(Saved entries)
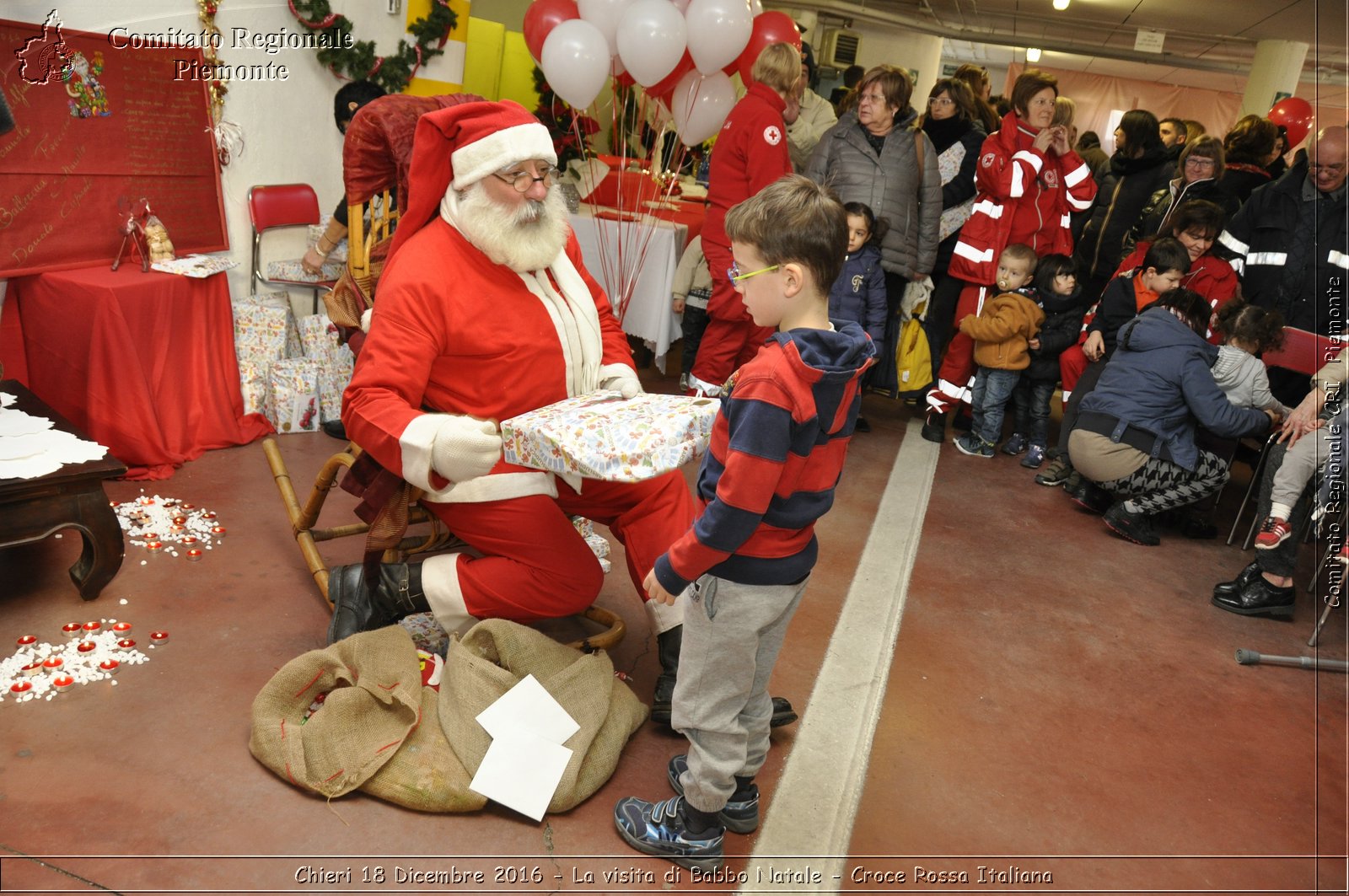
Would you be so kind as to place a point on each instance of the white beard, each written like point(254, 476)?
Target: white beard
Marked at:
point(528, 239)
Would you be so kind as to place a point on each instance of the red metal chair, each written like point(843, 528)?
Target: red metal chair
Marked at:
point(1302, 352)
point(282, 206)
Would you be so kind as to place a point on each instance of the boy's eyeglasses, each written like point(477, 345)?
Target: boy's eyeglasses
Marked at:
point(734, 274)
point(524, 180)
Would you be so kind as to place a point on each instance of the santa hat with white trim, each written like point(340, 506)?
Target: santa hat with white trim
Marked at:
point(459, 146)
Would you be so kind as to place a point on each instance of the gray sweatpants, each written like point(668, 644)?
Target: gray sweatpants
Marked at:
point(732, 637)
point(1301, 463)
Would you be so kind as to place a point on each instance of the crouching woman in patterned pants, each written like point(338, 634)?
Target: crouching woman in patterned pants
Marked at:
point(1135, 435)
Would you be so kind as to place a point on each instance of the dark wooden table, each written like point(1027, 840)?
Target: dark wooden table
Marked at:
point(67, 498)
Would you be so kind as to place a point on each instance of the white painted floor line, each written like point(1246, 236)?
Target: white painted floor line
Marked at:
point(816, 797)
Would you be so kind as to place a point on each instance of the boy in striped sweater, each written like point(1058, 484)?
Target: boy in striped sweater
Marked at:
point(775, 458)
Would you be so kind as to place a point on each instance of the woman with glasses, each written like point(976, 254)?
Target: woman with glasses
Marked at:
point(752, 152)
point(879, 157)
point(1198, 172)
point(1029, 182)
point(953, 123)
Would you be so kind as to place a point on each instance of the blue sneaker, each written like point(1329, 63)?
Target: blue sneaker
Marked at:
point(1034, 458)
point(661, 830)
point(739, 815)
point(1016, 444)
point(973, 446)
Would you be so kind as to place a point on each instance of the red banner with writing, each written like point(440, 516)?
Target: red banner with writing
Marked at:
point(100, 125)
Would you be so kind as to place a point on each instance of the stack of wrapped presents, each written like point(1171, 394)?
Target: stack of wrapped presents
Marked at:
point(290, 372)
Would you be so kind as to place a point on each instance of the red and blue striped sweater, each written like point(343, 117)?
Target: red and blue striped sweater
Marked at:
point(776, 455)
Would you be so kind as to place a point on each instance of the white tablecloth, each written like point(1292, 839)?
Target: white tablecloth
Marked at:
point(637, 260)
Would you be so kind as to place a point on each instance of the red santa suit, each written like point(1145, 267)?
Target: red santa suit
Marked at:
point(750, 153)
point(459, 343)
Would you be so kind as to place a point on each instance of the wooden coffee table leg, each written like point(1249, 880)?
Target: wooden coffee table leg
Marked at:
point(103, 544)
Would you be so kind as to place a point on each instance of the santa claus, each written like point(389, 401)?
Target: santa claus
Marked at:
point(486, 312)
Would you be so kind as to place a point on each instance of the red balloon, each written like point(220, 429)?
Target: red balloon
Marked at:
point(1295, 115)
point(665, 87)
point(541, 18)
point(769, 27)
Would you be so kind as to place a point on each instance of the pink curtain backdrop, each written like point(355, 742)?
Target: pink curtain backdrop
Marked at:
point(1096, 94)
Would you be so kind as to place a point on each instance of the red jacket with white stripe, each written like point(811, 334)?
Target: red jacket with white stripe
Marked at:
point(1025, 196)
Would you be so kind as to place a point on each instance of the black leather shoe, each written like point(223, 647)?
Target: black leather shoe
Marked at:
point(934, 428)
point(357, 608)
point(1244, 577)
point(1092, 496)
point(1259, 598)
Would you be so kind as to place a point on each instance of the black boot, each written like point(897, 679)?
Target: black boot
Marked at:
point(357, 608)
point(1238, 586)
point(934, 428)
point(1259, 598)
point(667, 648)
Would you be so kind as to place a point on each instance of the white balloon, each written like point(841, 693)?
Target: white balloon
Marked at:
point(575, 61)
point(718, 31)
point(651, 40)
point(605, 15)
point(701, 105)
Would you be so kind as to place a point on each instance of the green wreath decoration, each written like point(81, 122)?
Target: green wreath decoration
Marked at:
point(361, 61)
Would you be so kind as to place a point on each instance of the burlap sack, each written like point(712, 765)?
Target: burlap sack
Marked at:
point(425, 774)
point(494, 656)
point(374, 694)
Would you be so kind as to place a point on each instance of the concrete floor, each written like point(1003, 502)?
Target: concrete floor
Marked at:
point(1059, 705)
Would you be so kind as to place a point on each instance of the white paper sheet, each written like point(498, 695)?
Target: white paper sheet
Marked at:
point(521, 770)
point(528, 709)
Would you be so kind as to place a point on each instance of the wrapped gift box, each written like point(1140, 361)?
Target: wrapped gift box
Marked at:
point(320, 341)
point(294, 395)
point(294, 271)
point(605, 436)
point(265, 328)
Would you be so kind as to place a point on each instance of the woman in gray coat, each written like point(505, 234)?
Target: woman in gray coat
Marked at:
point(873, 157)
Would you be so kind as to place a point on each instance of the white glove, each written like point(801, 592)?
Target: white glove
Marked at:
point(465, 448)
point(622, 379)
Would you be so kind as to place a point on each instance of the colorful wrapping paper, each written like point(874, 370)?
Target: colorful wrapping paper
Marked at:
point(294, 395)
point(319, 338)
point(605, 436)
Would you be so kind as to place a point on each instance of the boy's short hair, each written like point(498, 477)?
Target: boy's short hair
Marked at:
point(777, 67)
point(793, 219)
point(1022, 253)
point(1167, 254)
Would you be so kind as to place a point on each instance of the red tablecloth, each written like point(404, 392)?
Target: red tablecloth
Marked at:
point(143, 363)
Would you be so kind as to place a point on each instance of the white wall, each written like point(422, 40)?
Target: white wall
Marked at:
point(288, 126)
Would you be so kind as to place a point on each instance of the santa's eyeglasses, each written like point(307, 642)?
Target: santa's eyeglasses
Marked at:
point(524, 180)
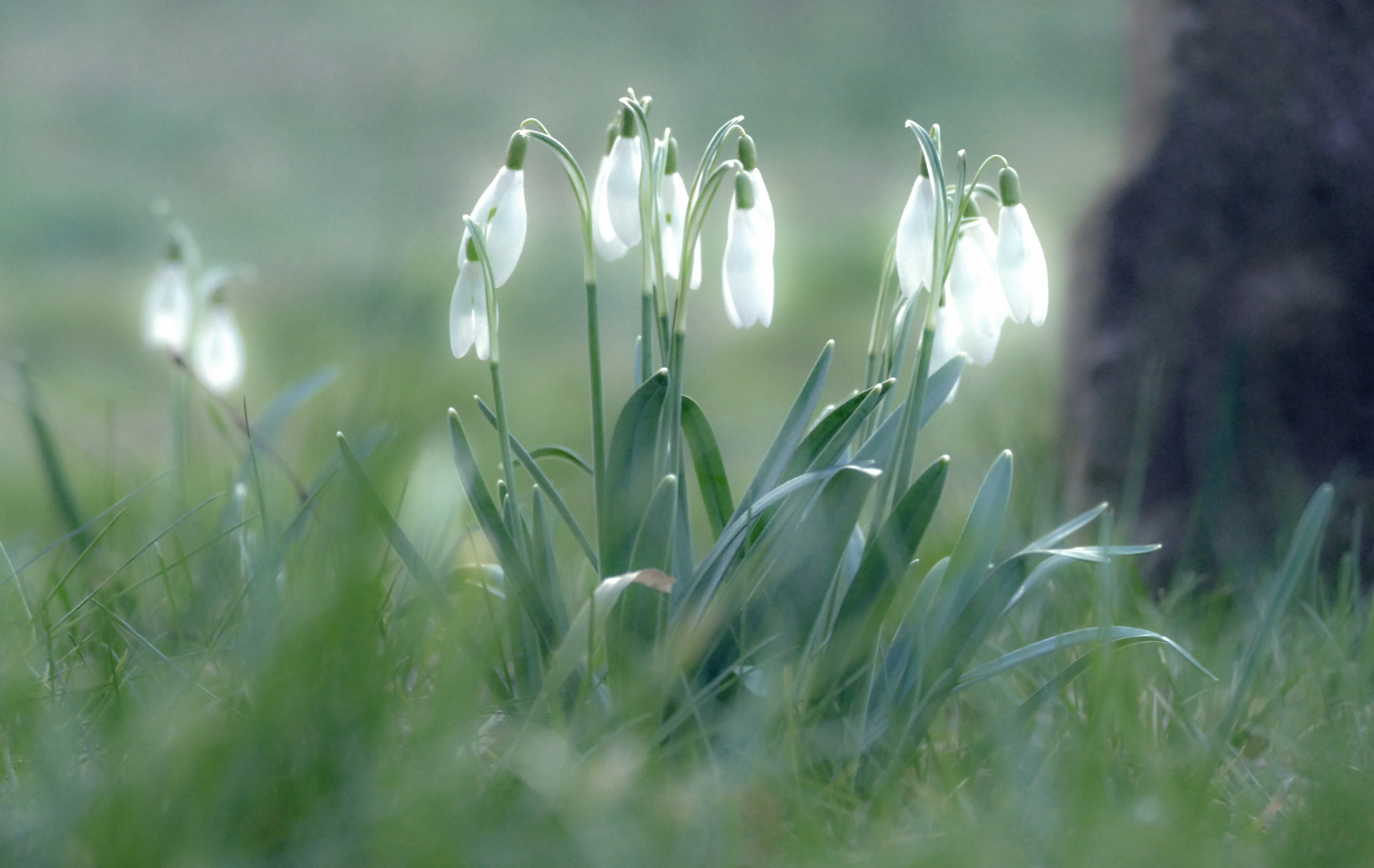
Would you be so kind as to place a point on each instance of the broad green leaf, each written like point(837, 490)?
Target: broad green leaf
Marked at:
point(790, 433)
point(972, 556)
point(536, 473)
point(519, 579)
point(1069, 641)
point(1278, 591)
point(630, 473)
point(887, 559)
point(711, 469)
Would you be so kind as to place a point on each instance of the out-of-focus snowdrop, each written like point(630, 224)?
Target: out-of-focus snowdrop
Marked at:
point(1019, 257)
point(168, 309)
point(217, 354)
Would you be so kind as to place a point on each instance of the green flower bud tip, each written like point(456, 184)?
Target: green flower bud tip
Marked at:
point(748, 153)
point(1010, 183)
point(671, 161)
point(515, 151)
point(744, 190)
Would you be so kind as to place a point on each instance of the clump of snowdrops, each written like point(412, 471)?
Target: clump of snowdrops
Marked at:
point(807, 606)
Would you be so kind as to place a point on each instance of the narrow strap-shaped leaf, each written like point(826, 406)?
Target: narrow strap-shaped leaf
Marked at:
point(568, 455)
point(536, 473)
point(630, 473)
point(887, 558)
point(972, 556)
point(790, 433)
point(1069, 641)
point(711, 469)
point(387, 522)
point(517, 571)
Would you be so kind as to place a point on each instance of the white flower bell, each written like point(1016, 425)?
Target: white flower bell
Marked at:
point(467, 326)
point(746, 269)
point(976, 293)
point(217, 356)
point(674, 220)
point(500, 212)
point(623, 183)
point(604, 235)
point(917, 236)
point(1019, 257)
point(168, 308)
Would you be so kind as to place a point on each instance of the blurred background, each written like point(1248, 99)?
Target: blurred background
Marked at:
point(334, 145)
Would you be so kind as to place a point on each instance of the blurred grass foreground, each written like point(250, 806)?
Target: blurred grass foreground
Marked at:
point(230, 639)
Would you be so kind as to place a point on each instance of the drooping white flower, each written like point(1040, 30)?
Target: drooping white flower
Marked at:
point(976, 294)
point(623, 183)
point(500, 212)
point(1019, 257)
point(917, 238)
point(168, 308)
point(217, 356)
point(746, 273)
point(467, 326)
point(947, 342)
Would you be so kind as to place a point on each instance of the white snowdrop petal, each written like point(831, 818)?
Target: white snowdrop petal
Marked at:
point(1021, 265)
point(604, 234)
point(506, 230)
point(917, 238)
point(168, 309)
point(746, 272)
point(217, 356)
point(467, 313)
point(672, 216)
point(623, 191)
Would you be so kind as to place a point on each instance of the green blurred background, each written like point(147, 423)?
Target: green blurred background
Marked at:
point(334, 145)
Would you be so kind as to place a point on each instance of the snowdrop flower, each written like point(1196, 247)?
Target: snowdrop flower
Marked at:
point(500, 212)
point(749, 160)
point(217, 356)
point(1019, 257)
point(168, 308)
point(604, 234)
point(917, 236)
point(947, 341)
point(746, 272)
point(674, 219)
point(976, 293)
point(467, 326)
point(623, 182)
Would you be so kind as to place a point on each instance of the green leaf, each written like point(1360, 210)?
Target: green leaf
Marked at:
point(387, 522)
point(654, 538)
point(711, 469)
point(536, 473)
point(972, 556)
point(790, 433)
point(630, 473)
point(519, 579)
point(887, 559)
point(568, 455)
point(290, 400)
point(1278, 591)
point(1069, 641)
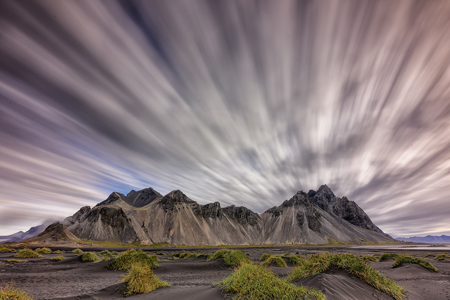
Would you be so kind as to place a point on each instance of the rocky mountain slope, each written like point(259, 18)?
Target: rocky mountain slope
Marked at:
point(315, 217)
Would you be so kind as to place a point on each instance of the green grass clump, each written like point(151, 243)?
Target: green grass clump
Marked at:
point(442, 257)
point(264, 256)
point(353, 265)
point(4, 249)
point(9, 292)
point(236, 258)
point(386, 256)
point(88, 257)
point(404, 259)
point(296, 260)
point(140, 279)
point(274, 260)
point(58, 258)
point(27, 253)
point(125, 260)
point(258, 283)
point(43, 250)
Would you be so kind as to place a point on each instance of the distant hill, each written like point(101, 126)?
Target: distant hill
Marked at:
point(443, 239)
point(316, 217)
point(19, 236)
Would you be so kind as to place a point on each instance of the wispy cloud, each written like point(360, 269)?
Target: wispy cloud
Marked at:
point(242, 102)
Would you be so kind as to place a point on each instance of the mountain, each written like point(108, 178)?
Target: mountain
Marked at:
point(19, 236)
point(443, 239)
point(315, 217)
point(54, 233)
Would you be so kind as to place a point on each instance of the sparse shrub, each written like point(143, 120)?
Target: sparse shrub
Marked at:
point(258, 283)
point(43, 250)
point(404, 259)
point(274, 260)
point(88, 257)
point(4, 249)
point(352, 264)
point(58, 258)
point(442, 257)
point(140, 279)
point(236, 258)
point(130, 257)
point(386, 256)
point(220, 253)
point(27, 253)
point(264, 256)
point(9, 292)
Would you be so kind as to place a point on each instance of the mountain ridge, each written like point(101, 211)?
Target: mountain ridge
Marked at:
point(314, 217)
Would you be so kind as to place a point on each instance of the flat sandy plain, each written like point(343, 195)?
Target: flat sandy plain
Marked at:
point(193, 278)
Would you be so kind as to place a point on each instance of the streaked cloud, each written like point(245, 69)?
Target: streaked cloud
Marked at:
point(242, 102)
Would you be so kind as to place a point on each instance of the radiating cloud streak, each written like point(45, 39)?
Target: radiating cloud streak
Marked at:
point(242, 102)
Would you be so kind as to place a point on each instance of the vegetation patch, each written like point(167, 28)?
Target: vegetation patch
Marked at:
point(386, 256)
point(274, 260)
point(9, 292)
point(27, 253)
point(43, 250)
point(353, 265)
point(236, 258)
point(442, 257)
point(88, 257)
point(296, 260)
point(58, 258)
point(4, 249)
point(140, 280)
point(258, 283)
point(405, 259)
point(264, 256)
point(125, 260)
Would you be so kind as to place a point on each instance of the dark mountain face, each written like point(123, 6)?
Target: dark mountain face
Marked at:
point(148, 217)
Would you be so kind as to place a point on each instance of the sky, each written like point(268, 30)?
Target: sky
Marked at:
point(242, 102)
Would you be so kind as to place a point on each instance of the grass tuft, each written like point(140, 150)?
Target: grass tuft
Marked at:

WHAT THE EXERCISE ASKS —
Beginning with the line that contains "like point(123, 6)?", repeat every line through the end of the records and nothing more.

WORKED ANSWER —
Would you be so kind as to place a point on each instance of the dark mountain face, each written like point(123, 6)?
Target: dark mountain face
Marked at:
point(148, 217)
Would you be so kind as to place a point on each instance of the sky, each written like point(268, 30)?
Target: sky
Marked at:
point(242, 102)
Would you be so kind as to place a point on each instance of the grass tuft, each written like point(140, 150)?
Target: grass tuft
Marked at:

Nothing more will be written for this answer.